Passage
########
The Centers for Disease Control and Prevention (CDC) reports that diabetes afflicts roughly 29 million Americans. Sadly, another 86 million U.S. adults are labeled as dangerously close to receiving a type 2 diagnosis.
Some of the most common treatment-based options for this particular condition have included taking medications and watching one’s diet, but exercise has long been known to help as well. Now that recommendation stands even more clarified with new research finding that one form of exercise, in particular, provides positive effects for those with type 2 diabetes.
On April 20, 2017, a Finnish study was published in the Scandinavian Journal of Medicine & Science in Sports. Its goal was to determine whether sprint interval training, a form of high-intensity interval training, or HIIT, and continuous moderate-intensity training had the same effect on glucose uptake for individuals with type 2 diabetes.
########
Dataset content
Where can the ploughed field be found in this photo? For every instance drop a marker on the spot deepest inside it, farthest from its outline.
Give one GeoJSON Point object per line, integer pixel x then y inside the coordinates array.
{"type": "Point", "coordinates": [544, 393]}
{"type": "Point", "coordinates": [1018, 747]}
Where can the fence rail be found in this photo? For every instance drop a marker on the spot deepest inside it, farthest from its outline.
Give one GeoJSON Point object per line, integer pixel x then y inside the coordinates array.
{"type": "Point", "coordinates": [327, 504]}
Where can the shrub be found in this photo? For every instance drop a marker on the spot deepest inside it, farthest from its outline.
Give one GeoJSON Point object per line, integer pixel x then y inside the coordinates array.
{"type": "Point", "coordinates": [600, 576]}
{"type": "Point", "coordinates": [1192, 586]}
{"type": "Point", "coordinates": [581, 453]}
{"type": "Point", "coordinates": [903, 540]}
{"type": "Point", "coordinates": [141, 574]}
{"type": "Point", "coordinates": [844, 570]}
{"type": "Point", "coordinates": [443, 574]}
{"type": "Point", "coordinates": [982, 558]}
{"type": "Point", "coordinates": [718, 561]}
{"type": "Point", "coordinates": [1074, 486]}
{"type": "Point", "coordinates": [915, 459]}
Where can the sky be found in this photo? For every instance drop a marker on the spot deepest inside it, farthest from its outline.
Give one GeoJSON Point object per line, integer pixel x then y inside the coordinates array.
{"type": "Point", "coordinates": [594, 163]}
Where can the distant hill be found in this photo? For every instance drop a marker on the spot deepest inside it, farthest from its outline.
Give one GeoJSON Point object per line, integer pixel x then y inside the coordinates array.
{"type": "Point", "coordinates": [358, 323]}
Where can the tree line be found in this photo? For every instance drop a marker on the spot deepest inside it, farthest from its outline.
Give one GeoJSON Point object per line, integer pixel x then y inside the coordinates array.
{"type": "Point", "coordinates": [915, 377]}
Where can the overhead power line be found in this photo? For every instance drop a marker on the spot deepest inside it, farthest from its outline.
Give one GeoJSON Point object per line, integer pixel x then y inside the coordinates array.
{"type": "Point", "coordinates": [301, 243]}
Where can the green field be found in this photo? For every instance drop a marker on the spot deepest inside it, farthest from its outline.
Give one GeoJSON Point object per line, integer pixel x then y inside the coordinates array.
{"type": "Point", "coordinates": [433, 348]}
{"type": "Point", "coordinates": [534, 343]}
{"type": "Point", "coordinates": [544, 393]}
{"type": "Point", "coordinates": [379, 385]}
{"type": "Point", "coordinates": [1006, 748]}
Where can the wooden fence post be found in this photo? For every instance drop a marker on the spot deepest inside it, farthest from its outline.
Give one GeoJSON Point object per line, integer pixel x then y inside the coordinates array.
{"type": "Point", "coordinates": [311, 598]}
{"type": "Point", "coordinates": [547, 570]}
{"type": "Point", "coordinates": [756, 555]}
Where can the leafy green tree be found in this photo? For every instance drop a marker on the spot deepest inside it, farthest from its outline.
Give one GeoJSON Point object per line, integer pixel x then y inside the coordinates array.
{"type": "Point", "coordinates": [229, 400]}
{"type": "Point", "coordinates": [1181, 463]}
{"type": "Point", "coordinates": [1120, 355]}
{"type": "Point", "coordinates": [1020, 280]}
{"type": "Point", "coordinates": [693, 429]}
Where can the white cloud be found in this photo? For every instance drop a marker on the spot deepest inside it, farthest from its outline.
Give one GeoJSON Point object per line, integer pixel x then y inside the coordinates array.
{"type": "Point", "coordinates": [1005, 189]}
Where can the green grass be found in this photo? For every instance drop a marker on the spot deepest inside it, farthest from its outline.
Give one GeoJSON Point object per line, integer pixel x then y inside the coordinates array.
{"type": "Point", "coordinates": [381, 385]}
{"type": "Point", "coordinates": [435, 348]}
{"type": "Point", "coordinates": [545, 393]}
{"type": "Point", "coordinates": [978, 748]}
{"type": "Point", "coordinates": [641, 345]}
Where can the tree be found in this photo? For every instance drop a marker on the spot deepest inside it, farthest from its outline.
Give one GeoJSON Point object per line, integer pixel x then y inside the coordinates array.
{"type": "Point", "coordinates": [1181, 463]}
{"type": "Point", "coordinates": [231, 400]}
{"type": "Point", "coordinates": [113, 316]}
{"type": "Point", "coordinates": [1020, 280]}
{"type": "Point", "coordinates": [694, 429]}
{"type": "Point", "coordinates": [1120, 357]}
########
What to produce
Reproduce, word for word, the full text above about exercise and type 2 diabetes.

Answer for the task
The Centers for Disease Control and Prevention (CDC) reports that diabetes afflicts roughly 29 million Americans. Sadly, another 86 million U.S. adults are labeled as dangerously close to receiving a type 2 diagnosis.
Some of the most common treatment-based options for this particular condition have included taking medications and watching one’s diet, but exercise has long been known to help as well. Now that recommendation stands even more clarified with new research finding that one form of exercise, in particular, provides positive effects for those with type 2 diabetes.
On April 20, 2017, a Finnish study was published in the Scandinavian Journal of Medicine & Science in Sports. Its goal was to determine whether sprint interval training, a form of high-intensity interval training, or HIIT, and continuous moderate-intensity training had the same effect on glucose uptake for individuals with type 2 diabetes.